Dataset entries:
[START]

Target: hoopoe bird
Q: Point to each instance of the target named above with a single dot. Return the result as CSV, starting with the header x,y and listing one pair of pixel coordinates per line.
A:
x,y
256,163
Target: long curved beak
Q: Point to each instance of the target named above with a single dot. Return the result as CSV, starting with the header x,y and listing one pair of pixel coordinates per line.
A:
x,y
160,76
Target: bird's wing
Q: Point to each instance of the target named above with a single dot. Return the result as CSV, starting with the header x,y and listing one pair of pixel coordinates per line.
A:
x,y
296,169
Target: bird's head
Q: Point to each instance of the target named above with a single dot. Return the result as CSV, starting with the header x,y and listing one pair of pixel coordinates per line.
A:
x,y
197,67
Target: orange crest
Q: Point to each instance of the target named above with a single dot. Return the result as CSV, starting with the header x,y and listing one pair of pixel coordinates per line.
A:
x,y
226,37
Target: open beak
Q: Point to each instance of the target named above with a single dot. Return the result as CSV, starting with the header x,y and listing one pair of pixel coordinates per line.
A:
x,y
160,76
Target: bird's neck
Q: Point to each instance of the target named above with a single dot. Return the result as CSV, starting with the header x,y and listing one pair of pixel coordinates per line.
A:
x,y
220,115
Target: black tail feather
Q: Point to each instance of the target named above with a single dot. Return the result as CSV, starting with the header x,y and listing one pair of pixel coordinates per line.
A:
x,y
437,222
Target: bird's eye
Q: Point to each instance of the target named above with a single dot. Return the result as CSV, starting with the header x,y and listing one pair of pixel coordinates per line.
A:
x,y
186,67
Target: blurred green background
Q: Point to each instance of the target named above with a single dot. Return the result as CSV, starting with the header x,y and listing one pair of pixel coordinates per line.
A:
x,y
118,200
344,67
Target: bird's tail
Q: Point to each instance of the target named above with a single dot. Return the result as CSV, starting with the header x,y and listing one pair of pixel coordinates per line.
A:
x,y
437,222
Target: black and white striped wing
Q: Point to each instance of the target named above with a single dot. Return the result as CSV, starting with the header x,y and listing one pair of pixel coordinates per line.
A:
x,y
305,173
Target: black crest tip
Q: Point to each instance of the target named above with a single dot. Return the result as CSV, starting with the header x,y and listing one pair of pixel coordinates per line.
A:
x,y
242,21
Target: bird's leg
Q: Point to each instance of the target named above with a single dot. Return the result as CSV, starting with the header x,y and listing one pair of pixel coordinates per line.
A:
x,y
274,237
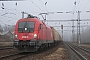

[END]

Render every line of the listing above as a Markdown table with two columns, Row and Line, numbering the lines and skipping any blank ones. Leave the pictures out.

| Row | Line |
|---|---|
| 1 | Target: hoopoe bird |
| 2 | Q: Point to each instance of the target named above with a single dot. Return the result as CSV, starting with the header x,y and listing one pair of pixel coordinates per line. |
| 3 | A: |
| 4 | x,y |
| 5 | 256,163 |
| 6 | Target: long curved beak |
| 7 | Q: Point to each instance of the target named above with a single dot. Return the result as CSV, starting with the header x,y and listing one pair of pixel coordinates per line. |
| 8 | A: |
| 9 | x,y |
| 10 | 160,76 |
| 11 | Target: bird's wing |
| 12 | Q: Point to each instance of the target named above with a single dot. Return the result as CSV, starting with the header x,y and listing one pair of pixel coordinates per line. |
| 13 | A: |
| 14 | x,y |
| 15 | 296,169 |
| 16 | Target: bird's head |
| 17 | Q: Point to each instance of the target named above with a single dot. Return the result as CSV, starting with the header x,y and listing one pair of pixel coordinates per line. |
| 18 | A: |
| 19 | x,y |
| 20 | 197,67 |
| 21 | Target: orange crest |
| 22 | Q: Point to each instance of the target named above with a single dot. Return the result as CSV, starting with the header x,y and listing one pair of pixel coordinates per line. |
| 23 | A: |
| 24 | x,y |
| 25 | 226,37 |
| 26 | Target: open beak |
| 27 | Q: Point to each instance of the target named above with a single dot. Return the result as CSV, starting with the header x,y and listing one pair of pixel coordinates per line. |
| 28 | A: |
| 29 | x,y |
| 30 | 160,76 |
| 31 | Target: bird's neck |
| 32 | Q: Point to each instance of the target named above with a single dot. Return the result as CSV, starting with the header x,y and listing one pair of pixel coordinates per line. |
| 33 | A: |
| 34 | x,y |
| 35 | 220,115 |
| 36 | Target: black tail feather |
| 37 | Q: Point to each instance of the target named above with a single dot. Return the result as CSV, starting with the header x,y and listing one pair of pixel coordinates per line. |
| 38 | A: |
| 39 | x,y |
| 40 | 437,222 |
| 41 | Target: bird's eye |
| 42 | Q: Point to each instance of the target named above with a single dot. Return the result as CSV, starting with the header x,y and listing one pair of pixel coordinates per line. |
| 43 | A: |
| 44 | x,y |
| 45 | 186,67 |
| 46 | Target: blurred green background |
| 47 | Q: Point to each instance of the target named above with a single dot. Return the result as CSV, starting with the header x,y and listing one pair of pixel coordinates per line. |
| 48 | A: |
| 49 | x,y |
| 50 | 118,200 |
| 51 | 344,67 |
| 52 | Target: bird's tail |
| 53 | Q: Point to each instance of the target named above with a single dot. Return the result as CSV, starting with the header x,y and listing one pair of pixel coordinates per line. |
| 54 | A: |
| 55 | x,y |
| 56 | 437,222 |
| 57 | Target: black and white striped wing |
| 58 | Q: Point to each instance of the target named above with a single dot. Return the result as CSV, starting with the header x,y and listing one pair of pixel coordinates per line. |
| 59 | A: |
| 60 | x,y |
| 61 | 305,173 |
| 62 | Target: black crest tip |
| 63 | Q: Point to each instance of the target named above with a single dot. Return the result as CSV, starting with the header x,y and listing one pair of pixel coordinates per line. |
| 64 | A: |
| 65 | x,y |
| 66 | 242,21 |
| 67 | Target: bird's leg |
| 68 | Q: Point to each instance of the target named above with a single dot. Return the result as CSV, starting with the header x,y and listing one pair of pixel coordinates per line. |
| 69 | A: |
| 70 | x,y |
| 71 | 274,237 |